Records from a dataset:
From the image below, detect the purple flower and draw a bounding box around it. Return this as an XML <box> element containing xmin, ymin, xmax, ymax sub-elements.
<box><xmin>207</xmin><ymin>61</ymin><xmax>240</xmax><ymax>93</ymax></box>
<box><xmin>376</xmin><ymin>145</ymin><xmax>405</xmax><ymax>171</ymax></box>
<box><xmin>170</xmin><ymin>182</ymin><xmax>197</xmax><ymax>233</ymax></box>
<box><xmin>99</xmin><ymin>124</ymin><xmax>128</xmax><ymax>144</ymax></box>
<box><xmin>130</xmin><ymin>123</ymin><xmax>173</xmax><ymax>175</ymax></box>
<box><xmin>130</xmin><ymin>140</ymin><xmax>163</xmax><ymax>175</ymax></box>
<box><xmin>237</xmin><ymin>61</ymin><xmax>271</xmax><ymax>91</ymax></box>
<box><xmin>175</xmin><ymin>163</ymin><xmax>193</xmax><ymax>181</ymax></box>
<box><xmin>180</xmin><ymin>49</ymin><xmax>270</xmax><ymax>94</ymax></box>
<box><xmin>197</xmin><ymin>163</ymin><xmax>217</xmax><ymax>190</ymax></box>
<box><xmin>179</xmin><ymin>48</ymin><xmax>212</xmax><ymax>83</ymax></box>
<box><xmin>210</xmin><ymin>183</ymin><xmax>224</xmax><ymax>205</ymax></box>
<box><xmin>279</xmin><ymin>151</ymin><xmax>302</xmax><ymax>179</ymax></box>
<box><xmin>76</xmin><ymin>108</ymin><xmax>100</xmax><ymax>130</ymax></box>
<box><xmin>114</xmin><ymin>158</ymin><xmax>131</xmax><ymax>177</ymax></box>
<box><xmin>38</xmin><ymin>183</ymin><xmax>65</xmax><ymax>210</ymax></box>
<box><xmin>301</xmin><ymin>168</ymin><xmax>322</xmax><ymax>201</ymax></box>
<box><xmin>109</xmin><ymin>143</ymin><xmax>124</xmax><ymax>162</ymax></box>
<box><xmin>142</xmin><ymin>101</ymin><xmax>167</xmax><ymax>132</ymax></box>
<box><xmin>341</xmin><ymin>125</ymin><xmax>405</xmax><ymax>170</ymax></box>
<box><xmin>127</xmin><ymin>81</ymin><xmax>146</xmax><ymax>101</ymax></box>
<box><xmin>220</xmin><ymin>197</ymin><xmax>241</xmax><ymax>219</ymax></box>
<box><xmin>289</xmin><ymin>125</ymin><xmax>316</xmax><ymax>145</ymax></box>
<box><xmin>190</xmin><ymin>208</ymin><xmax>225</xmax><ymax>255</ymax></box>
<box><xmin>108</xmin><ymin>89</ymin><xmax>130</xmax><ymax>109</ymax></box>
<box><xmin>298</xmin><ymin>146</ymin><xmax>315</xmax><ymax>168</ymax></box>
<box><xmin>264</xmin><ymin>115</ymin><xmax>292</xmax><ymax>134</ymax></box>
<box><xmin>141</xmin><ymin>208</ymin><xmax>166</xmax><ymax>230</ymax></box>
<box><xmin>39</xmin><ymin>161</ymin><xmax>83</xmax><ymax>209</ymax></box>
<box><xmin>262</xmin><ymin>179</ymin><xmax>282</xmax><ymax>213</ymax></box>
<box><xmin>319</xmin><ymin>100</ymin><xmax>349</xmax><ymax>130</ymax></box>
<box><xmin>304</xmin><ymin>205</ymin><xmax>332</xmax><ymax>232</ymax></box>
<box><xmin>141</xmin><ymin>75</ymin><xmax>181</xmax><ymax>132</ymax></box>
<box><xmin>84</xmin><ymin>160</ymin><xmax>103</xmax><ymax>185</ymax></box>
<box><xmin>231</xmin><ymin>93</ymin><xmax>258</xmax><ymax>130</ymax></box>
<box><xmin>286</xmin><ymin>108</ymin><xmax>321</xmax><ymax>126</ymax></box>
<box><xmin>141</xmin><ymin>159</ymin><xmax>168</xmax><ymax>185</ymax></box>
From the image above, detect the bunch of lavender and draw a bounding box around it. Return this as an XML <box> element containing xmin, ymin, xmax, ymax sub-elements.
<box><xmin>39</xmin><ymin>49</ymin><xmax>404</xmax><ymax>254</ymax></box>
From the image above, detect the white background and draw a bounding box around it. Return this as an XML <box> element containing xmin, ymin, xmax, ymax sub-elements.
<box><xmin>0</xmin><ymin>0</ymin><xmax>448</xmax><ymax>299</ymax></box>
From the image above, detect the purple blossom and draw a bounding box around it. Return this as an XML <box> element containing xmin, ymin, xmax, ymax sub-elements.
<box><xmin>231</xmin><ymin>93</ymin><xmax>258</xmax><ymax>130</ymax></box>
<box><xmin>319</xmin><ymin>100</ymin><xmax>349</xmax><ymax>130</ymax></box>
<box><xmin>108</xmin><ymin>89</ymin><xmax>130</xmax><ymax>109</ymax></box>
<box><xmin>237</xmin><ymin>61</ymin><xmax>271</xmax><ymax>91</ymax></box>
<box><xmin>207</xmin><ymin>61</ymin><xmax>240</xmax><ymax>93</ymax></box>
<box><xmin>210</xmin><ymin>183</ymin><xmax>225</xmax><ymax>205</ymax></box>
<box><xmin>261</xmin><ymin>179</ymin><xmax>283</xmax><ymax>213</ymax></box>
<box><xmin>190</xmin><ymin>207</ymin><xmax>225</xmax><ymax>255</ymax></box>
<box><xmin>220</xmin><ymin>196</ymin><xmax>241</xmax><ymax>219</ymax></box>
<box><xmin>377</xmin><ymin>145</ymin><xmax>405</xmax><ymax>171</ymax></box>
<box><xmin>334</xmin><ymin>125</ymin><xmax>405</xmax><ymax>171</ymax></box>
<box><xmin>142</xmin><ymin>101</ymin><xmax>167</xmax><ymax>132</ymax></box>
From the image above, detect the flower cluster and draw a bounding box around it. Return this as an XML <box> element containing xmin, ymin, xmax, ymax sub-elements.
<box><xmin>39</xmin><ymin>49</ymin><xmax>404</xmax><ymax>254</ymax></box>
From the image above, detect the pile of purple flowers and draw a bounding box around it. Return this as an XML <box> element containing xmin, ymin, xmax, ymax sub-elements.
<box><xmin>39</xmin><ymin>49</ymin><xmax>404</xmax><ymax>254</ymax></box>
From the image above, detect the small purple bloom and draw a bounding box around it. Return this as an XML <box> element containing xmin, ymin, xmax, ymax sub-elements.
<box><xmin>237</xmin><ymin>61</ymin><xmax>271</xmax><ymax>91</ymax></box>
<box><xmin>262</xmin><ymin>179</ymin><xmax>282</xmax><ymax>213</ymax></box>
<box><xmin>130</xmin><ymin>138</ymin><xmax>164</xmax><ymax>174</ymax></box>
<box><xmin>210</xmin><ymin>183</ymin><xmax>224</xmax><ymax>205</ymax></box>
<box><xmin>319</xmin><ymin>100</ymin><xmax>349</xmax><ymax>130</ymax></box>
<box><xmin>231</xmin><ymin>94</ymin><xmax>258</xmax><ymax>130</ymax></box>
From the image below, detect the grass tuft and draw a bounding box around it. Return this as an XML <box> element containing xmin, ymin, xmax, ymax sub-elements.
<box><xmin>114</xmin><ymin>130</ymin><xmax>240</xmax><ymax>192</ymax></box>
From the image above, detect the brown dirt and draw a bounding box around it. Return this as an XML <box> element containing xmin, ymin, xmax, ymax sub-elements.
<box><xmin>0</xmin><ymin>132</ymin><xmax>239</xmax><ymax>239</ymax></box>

▶ [What you have to do]: All of the records need to be transcribed exactly.

▶ [Response to the task]:
From the image below, detect the purple flower and draw a bounding box around it. Return this as an XML <box> element containing xmin, ymin, xmax, ymax sub-elements.
<box><xmin>207</xmin><ymin>61</ymin><xmax>240</xmax><ymax>93</ymax></box>
<box><xmin>376</xmin><ymin>145</ymin><xmax>405</xmax><ymax>171</ymax></box>
<box><xmin>170</xmin><ymin>182</ymin><xmax>197</xmax><ymax>233</ymax></box>
<box><xmin>99</xmin><ymin>124</ymin><xmax>128</xmax><ymax>144</ymax></box>
<box><xmin>130</xmin><ymin>123</ymin><xmax>173</xmax><ymax>175</ymax></box>
<box><xmin>130</xmin><ymin>140</ymin><xmax>163</xmax><ymax>175</ymax></box>
<box><xmin>237</xmin><ymin>61</ymin><xmax>271</xmax><ymax>91</ymax></box>
<box><xmin>175</xmin><ymin>163</ymin><xmax>193</xmax><ymax>181</ymax></box>
<box><xmin>180</xmin><ymin>49</ymin><xmax>270</xmax><ymax>94</ymax></box>
<box><xmin>197</xmin><ymin>163</ymin><xmax>217</xmax><ymax>190</ymax></box>
<box><xmin>179</xmin><ymin>48</ymin><xmax>212</xmax><ymax>83</ymax></box>
<box><xmin>210</xmin><ymin>183</ymin><xmax>224</xmax><ymax>205</ymax></box>
<box><xmin>279</xmin><ymin>151</ymin><xmax>302</xmax><ymax>179</ymax></box>
<box><xmin>76</xmin><ymin>108</ymin><xmax>100</xmax><ymax>130</ymax></box>
<box><xmin>114</xmin><ymin>158</ymin><xmax>131</xmax><ymax>177</ymax></box>
<box><xmin>38</xmin><ymin>183</ymin><xmax>65</xmax><ymax>210</ymax></box>
<box><xmin>301</xmin><ymin>168</ymin><xmax>322</xmax><ymax>201</ymax></box>
<box><xmin>109</xmin><ymin>143</ymin><xmax>124</xmax><ymax>162</ymax></box>
<box><xmin>142</xmin><ymin>101</ymin><xmax>167</xmax><ymax>132</ymax></box>
<box><xmin>341</xmin><ymin>125</ymin><xmax>405</xmax><ymax>170</ymax></box>
<box><xmin>127</xmin><ymin>81</ymin><xmax>146</xmax><ymax>101</ymax></box>
<box><xmin>220</xmin><ymin>197</ymin><xmax>241</xmax><ymax>219</ymax></box>
<box><xmin>289</xmin><ymin>125</ymin><xmax>316</xmax><ymax>145</ymax></box>
<box><xmin>190</xmin><ymin>208</ymin><xmax>225</xmax><ymax>255</ymax></box>
<box><xmin>108</xmin><ymin>89</ymin><xmax>130</xmax><ymax>109</ymax></box>
<box><xmin>298</xmin><ymin>146</ymin><xmax>315</xmax><ymax>168</ymax></box>
<box><xmin>264</xmin><ymin>115</ymin><xmax>292</xmax><ymax>134</ymax></box>
<box><xmin>141</xmin><ymin>208</ymin><xmax>166</xmax><ymax>230</ymax></box>
<box><xmin>39</xmin><ymin>161</ymin><xmax>83</xmax><ymax>209</ymax></box>
<box><xmin>262</xmin><ymin>179</ymin><xmax>282</xmax><ymax>213</ymax></box>
<box><xmin>319</xmin><ymin>100</ymin><xmax>349</xmax><ymax>130</ymax></box>
<box><xmin>304</xmin><ymin>205</ymin><xmax>332</xmax><ymax>232</ymax></box>
<box><xmin>141</xmin><ymin>75</ymin><xmax>181</xmax><ymax>132</ymax></box>
<box><xmin>84</xmin><ymin>160</ymin><xmax>103</xmax><ymax>185</ymax></box>
<box><xmin>231</xmin><ymin>93</ymin><xmax>258</xmax><ymax>130</ymax></box>
<box><xmin>286</xmin><ymin>108</ymin><xmax>321</xmax><ymax>126</ymax></box>
<box><xmin>141</xmin><ymin>159</ymin><xmax>168</xmax><ymax>185</ymax></box>
From the image above, detect the bunch of lavender and draw a bounding box around it. Return this as an XML <box> element containing xmin, ymin, xmax, ymax sub-elements.
<box><xmin>39</xmin><ymin>49</ymin><xmax>404</xmax><ymax>254</ymax></box>
From the image above, detect the white background and draw a bounding box around it. Return this as an XML <box> element containing xmin, ymin, xmax, ymax sub-elements.
<box><xmin>0</xmin><ymin>0</ymin><xmax>448</xmax><ymax>299</ymax></box>
From the image above, detect the purple blossom and draw a bounding box around it. Return this as an XML <box> element containing xmin, ymin, xmax, ymax sub-elements.
<box><xmin>231</xmin><ymin>93</ymin><xmax>258</xmax><ymax>130</ymax></box>
<box><xmin>319</xmin><ymin>100</ymin><xmax>349</xmax><ymax>130</ymax></box>
<box><xmin>108</xmin><ymin>89</ymin><xmax>130</xmax><ymax>109</ymax></box>
<box><xmin>237</xmin><ymin>61</ymin><xmax>271</xmax><ymax>91</ymax></box>
<box><xmin>207</xmin><ymin>61</ymin><xmax>240</xmax><ymax>93</ymax></box>
<box><xmin>210</xmin><ymin>183</ymin><xmax>225</xmax><ymax>205</ymax></box>
<box><xmin>261</xmin><ymin>179</ymin><xmax>283</xmax><ymax>213</ymax></box>
<box><xmin>190</xmin><ymin>207</ymin><xmax>225</xmax><ymax>255</ymax></box>
<box><xmin>220</xmin><ymin>196</ymin><xmax>241</xmax><ymax>219</ymax></box>
<box><xmin>377</xmin><ymin>145</ymin><xmax>405</xmax><ymax>171</ymax></box>
<box><xmin>334</xmin><ymin>125</ymin><xmax>405</xmax><ymax>171</ymax></box>
<box><xmin>142</xmin><ymin>101</ymin><xmax>167</xmax><ymax>132</ymax></box>
From the image above, detect the flower cluster and draw a bounding box around it. Return this as an XML <box> element containing xmin, ymin, xmax, ymax sub-elements.
<box><xmin>39</xmin><ymin>49</ymin><xmax>404</xmax><ymax>254</ymax></box>
From the image above, detect the pile of purple flowers and draw a bounding box around it. Return this as an XML <box> element containing xmin, ymin, xmax, ymax sub-elements.
<box><xmin>39</xmin><ymin>49</ymin><xmax>404</xmax><ymax>254</ymax></box>
From the image above, detect the small purple bloom and draw a bounding box around it. Return this as an XML <box> element containing xmin, ymin, xmax, ymax sub-elements.
<box><xmin>237</xmin><ymin>61</ymin><xmax>271</xmax><ymax>91</ymax></box>
<box><xmin>262</xmin><ymin>179</ymin><xmax>282</xmax><ymax>213</ymax></box>
<box><xmin>130</xmin><ymin>138</ymin><xmax>164</xmax><ymax>174</ymax></box>
<box><xmin>210</xmin><ymin>183</ymin><xmax>224</xmax><ymax>205</ymax></box>
<box><xmin>319</xmin><ymin>100</ymin><xmax>349</xmax><ymax>130</ymax></box>
<box><xmin>231</xmin><ymin>94</ymin><xmax>258</xmax><ymax>130</ymax></box>
From the image below, detect the grass tuft and draw a bounding box around it. Return this as an XML <box> element containing xmin, ymin, xmax, ymax sub-elements.
<box><xmin>114</xmin><ymin>130</ymin><xmax>240</xmax><ymax>192</ymax></box>
From the image above, detect the brown dirt and draw a bounding box around it. Return this as an XML <box> element containing xmin, ymin, xmax, ymax sub-elements.
<box><xmin>0</xmin><ymin>132</ymin><xmax>239</xmax><ymax>239</ymax></box>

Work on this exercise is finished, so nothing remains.